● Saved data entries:
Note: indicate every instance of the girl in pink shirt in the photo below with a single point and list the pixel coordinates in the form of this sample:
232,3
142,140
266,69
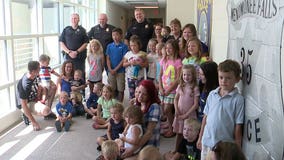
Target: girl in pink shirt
169,76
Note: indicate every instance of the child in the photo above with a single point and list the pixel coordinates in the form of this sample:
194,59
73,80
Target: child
92,102
160,48
166,31
152,59
105,102
187,148
133,131
194,54
114,57
45,76
63,110
110,151
150,152
77,83
224,110
208,76
169,77
96,62
67,73
116,124
186,100
131,60
78,107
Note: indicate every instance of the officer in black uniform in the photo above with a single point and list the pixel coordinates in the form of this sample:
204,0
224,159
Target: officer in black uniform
102,31
73,42
142,28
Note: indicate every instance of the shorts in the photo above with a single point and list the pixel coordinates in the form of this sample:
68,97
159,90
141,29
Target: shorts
169,99
38,108
117,81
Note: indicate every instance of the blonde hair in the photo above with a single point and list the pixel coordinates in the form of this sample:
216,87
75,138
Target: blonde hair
194,123
199,46
95,42
110,150
118,107
134,112
150,152
193,74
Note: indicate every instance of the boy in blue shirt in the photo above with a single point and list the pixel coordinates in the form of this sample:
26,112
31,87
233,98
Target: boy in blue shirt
114,58
224,110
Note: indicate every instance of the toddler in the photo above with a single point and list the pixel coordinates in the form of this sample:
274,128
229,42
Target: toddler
186,100
152,59
133,131
45,76
105,102
116,125
63,112
92,102
187,148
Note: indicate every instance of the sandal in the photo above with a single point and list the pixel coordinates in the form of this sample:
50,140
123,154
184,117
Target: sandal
169,134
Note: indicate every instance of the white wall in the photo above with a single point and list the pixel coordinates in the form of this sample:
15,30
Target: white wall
187,13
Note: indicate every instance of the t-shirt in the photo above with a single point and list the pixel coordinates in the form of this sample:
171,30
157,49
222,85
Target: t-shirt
106,106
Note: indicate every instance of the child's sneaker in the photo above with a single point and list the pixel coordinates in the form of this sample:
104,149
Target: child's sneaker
67,125
26,119
58,126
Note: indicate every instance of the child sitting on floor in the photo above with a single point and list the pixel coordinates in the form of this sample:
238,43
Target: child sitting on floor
187,148
116,125
105,102
63,112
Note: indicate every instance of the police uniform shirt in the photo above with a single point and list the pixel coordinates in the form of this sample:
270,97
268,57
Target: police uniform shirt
104,35
143,30
74,38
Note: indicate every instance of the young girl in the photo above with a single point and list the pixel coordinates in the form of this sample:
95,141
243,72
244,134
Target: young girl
63,82
116,124
152,59
194,54
130,61
186,100
169,77
96,62
208,75
133,131
160,50
105,102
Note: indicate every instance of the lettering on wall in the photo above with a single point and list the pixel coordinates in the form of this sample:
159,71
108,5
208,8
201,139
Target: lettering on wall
263,8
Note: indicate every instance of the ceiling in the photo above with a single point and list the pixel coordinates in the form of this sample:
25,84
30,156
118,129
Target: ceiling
130,4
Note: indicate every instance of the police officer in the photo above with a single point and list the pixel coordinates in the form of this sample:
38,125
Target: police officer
73,42
142,28
102,32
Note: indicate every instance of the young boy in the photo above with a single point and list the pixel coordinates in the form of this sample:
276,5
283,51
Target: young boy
224,110
45,76
63,112
114,58
110,151
91,105
187,148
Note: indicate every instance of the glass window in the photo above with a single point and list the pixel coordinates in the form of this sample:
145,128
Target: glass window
67,11
51,45
24,15
24,51
50,9
2,18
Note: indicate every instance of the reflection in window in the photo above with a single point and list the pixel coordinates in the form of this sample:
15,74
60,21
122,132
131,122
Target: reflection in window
24,51
50,9
24,17
51,48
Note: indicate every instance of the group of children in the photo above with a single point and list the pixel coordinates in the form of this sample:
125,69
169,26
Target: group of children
183,84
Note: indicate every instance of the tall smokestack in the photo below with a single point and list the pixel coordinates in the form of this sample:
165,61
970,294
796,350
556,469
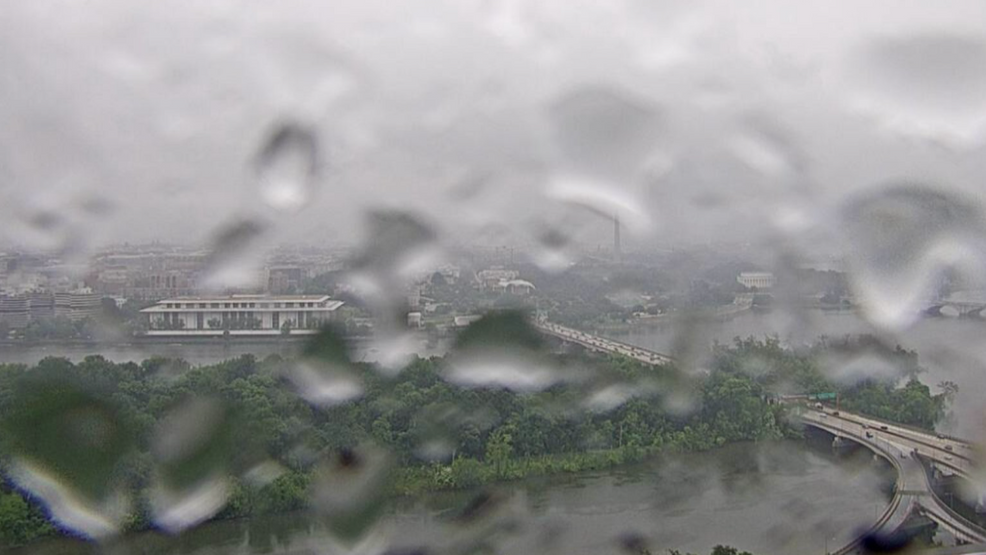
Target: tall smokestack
617,246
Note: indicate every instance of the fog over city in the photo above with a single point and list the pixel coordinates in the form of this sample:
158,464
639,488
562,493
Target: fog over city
492,276
136,122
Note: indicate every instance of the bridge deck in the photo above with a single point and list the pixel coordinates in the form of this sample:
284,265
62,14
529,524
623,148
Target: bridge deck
602,344
899,446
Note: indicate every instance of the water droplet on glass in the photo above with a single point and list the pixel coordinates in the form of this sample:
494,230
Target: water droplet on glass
901,241
501,350
323,375
264,473
929,85
552,251
605,133
350,490
193,448
287,167
66,446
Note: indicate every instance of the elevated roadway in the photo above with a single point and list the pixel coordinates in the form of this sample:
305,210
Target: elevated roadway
913,491
601,344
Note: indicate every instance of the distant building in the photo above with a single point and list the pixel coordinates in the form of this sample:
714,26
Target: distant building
19,310
77,305
285,279
518,287
757,280
463,321
15,310
491,278
240,315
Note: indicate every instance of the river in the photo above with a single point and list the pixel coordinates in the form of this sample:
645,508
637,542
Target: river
950,349
770,498
774,498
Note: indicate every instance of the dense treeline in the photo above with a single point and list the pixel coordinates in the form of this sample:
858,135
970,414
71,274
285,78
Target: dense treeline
439,435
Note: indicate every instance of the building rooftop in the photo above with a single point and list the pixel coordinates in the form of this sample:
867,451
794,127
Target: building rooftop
246,297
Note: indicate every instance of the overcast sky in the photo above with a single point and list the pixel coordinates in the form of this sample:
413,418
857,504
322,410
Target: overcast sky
502,121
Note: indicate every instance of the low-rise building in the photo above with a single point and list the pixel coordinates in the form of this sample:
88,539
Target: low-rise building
757,280
77,305
240,315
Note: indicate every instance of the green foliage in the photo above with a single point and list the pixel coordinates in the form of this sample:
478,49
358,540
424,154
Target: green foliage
491,434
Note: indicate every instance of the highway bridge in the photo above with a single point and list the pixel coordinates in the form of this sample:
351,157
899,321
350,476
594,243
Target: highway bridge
601,344
913,492
901,446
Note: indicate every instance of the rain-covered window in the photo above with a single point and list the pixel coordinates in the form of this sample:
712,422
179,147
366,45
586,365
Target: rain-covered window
492,276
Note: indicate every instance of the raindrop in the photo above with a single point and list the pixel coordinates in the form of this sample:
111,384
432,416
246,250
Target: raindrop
193,447
605,133
323,375
66,446
605,201
609,397
763,147
396,243
901,242
287,167
552,251
930,85
97,206
501,350
264,473
350,490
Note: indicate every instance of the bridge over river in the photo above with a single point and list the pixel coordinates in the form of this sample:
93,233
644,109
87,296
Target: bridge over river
601,344
907,450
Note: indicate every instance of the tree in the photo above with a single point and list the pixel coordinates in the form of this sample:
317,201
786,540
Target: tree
498,450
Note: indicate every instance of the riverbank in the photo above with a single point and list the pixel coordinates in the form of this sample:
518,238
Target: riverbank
781,498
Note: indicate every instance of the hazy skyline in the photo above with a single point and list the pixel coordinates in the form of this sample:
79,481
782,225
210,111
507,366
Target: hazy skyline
693,120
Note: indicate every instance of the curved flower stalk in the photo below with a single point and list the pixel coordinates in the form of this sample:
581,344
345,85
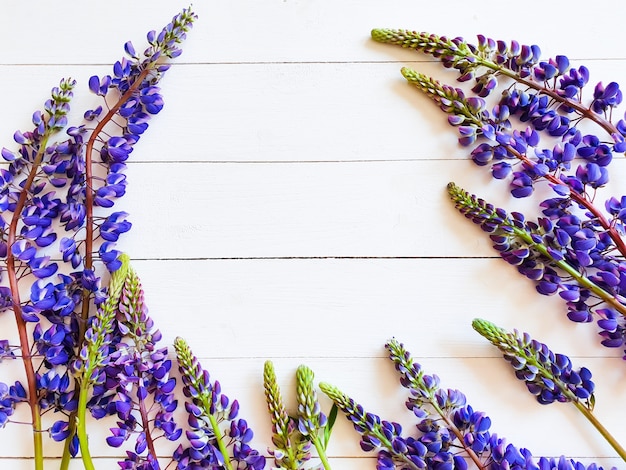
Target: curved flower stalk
27,212
449,432
573,188
549,376
562,257
136,386
293,436
88,367
217,438
548,97
578,249
490,59
55,195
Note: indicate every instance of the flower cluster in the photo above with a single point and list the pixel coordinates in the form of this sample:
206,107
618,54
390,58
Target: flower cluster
577,248
292,448
217,438
56,194
293,436
135,383
448,431
559,256
548,375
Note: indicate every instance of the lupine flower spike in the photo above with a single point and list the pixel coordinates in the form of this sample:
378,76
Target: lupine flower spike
448,431
94,356
558,257
136,386
55,194
292,447
577,249
549,376
217,438
312,422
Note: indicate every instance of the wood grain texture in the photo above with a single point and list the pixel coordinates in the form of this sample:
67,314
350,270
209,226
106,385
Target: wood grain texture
289,204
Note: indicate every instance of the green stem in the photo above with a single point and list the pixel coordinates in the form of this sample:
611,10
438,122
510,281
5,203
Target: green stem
31,379
569,269
219,437
601,429
89,239
81,426
321,452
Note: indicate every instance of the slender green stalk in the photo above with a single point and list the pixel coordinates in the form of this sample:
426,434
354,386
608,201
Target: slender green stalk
470,204
538,366
311,420
53,125
92,357
459,54
601,429
291,447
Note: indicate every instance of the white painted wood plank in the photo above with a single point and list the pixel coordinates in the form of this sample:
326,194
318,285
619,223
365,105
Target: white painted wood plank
349,308
370,209
374,384
295,81
300,31
271,112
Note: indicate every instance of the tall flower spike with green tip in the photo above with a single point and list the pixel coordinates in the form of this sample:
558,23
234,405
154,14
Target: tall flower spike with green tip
488,59
292,448
534,249
548,375
217,438
94,355
312,422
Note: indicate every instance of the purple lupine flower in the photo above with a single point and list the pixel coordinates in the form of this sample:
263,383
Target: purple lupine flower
292,448
548,375
379,435
566,257
216,437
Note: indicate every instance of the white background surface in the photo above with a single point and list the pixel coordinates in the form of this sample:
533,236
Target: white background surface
289,203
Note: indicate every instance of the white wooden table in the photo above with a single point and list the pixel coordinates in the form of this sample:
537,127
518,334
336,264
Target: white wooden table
289,204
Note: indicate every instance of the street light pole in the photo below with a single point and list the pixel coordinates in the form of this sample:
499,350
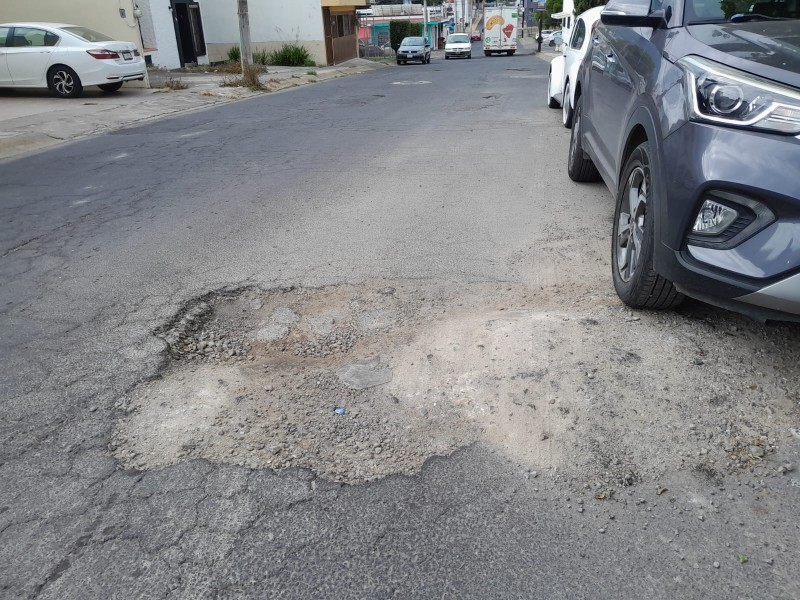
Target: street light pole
244,35
425,19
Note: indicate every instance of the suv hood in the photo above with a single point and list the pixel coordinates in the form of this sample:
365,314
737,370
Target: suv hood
771,47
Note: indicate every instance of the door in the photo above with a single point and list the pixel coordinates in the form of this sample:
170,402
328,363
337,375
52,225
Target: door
5,75
184,30
29,55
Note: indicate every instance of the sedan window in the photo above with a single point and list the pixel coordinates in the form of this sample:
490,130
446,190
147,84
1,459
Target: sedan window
28,36
90,35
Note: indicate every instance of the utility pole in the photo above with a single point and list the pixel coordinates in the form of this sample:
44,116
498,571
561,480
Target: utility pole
246,52
425,19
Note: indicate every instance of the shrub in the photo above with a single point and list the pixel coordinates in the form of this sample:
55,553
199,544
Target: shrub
260,57
291,55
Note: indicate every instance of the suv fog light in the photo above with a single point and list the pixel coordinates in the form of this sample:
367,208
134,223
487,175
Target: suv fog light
714,218
726,219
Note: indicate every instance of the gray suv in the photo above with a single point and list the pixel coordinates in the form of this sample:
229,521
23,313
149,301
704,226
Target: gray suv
689,110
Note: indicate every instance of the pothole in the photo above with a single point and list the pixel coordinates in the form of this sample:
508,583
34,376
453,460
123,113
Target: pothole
358,382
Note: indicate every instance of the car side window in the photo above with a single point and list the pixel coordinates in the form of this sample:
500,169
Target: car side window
28,36
579,35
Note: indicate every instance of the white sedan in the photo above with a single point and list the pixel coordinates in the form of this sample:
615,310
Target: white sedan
458,44
564,69
65,58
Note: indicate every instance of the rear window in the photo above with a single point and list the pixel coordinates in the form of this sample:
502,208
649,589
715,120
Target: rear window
723,10
90,35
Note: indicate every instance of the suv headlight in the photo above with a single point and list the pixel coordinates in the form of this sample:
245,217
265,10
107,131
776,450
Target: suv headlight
719,94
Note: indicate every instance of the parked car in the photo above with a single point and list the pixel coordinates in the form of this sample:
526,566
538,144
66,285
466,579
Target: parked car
564,69
691,115
414,48
65,58
551,36
556,41
458,45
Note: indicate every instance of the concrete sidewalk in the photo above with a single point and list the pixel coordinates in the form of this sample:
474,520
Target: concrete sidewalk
32,120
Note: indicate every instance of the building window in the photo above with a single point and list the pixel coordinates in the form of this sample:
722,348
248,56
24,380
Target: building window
342,25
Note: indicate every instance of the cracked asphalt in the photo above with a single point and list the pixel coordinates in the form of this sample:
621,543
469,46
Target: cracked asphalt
391,174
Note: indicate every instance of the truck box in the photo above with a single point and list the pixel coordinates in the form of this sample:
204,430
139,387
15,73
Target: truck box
499,30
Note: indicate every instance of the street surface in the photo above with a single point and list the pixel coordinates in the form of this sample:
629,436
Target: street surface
185,305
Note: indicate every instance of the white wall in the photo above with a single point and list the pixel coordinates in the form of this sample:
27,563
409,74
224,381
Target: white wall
272,24
270,21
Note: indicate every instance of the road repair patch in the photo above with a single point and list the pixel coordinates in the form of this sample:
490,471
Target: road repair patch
358,382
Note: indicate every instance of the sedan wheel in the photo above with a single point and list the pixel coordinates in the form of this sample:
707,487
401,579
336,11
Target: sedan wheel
64,82
635,281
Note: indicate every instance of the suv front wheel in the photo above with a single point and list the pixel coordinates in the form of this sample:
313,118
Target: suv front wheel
635,281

● Short task: Repeat exactly the lines starting at the line with "Note: indicate every instance of the street surface" and ending with the final line of the entries. Include nothing else.

● Worked solution:
Note: indicate every instance of the street surface in the photo above with a single point and list the pixel coordinates in the form of this sample:
629,436
Target: street surface
185,305
Note: indicate every instance of the white wall in the photo above with a single point and list the pixel coordinates in the form of this sample:
27,563
409,74
224,381
Target: white wall
272,24
270,21
Note: indicate every instance of the road repair patch in the photo above with a single point and list the pixel coordinates in the form of this sample:
490,471
Target: road repair patch
358,382
Note: indicate every instance of the sedan wheel in the photo above with a single point and list the pixel coordinates in the form of this sample:
707,487
401,579
336,11
Target: sedan wheel
64,82
635,281
Note: indicate every instance of the suv front wheel in the photo above with a single point and list the pixel coordinates in the form of this sample:
313,118
Target: suv front wheel
635,281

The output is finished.